Instructions for the task:
Look through the records, and whenever a line includes the word "bounding", copy it.

Task data:
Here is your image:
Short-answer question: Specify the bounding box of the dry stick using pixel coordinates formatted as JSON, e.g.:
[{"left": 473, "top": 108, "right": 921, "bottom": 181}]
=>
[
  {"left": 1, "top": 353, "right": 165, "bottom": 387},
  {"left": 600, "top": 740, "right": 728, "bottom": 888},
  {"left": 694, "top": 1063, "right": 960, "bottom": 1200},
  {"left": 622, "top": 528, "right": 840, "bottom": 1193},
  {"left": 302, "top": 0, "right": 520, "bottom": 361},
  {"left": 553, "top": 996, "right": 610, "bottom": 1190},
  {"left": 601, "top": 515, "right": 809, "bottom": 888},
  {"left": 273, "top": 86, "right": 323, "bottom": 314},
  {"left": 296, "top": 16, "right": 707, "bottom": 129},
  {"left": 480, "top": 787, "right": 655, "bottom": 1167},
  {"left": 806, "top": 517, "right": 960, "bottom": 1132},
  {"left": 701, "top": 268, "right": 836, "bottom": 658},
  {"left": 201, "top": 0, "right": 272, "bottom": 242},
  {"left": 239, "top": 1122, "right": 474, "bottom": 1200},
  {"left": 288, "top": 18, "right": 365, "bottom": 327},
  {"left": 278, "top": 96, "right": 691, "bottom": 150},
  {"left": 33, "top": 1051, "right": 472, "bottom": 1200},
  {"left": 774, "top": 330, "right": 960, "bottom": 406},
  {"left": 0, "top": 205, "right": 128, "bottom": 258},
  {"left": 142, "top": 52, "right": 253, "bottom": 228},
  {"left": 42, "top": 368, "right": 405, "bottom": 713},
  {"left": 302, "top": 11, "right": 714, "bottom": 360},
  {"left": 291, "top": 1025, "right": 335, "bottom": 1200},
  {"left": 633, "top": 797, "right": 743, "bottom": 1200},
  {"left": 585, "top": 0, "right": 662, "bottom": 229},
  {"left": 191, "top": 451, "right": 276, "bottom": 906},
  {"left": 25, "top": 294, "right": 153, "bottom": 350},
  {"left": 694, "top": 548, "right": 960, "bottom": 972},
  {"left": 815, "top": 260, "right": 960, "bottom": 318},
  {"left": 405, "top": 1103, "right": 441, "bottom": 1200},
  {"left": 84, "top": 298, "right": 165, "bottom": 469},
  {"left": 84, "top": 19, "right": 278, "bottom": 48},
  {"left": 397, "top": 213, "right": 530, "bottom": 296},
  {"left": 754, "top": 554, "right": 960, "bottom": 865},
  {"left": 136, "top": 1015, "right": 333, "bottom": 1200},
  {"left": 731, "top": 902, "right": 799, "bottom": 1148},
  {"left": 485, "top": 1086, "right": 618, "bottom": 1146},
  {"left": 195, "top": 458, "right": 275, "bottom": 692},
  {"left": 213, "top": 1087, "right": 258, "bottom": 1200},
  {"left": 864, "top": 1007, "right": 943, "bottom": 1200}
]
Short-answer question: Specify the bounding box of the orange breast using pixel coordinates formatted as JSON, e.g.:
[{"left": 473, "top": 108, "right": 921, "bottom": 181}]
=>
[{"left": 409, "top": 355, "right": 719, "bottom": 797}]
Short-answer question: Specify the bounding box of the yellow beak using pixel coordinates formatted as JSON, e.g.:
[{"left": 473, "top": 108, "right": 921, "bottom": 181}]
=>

Solution below:
Short-answer question: Specify the bounding box of the dry stick using pixel coordinates formatted as JSON, e.g.:
Short-answer question: Specify the bounding box of the orange breast using pixel coordinates formatted as JSON, e.g.:
Short-answer question: Specify the bounding box of the yellow beak using pixel coordinates formatted as JSON, e.g.:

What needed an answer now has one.